> [Anforderungen] Aktualisieren Sie die gesamte Auflistung, indem Sie überall „row of plants“ durch „plant row“ ersetzen. Alles Übrige bleibt unverändert.

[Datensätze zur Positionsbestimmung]

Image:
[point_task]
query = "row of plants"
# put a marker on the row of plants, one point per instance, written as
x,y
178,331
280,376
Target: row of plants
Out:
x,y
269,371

> [Erledigte Aufgabe]
Image:
[point_task]
query = "plant row"
# put a marker on the plant row, one point per instance, written as
x,y
178,331
280,376
Target: plant row
Out:
x,y
269,371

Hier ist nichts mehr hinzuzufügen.